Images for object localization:
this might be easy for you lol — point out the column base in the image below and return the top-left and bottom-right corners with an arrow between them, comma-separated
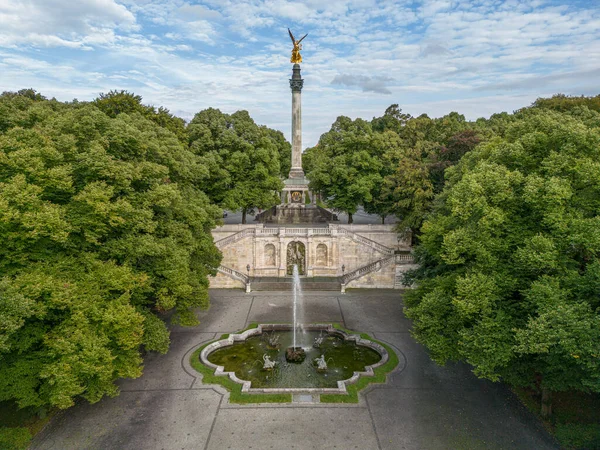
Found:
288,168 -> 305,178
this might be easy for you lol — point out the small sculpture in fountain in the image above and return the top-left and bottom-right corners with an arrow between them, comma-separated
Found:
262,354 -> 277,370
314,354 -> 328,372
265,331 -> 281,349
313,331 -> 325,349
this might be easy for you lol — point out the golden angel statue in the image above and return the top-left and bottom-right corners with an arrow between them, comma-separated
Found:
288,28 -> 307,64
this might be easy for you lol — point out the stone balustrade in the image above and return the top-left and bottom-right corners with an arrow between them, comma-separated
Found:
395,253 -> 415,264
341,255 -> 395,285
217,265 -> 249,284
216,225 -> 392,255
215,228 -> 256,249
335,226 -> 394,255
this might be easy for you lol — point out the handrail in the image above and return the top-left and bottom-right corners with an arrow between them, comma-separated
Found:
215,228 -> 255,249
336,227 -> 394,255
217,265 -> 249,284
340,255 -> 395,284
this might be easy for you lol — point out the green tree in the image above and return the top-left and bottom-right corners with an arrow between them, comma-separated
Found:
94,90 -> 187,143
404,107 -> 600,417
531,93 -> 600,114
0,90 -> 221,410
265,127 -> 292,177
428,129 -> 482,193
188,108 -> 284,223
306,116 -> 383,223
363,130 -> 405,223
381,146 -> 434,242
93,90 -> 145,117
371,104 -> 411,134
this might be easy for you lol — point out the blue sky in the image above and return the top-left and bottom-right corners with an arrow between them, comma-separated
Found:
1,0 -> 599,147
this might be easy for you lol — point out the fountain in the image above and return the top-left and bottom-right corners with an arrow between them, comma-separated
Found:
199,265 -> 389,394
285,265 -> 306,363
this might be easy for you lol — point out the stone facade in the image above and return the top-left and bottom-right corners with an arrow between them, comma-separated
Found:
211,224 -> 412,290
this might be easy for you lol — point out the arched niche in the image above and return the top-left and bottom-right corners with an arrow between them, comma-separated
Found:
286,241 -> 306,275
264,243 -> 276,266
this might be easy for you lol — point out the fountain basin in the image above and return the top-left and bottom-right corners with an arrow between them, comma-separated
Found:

- **TASK TO COMPLETE**
Nothing but the lines from the one containing "the stone facade" through the last line of the data above should be set down, word for word.

- **SOLUTION**
this might be easy for you lol — point out the stone facade in the image above and return the top-left and bottom-right corners with an arrow between them, comma-separated
Found:
211,224 -> 412,290
this might be easy for you lol — point out the arched niche in the image above and return the top-left and bottom-right corners with an arrow between them, comma-separated
Found:
286,241 -> 306,275
264,243 -> 276,266
this might be easy for you lol — point out the fountain basin in the image above and return the top-left and bottom-right corners with an arrow between them, comma-separated
Found:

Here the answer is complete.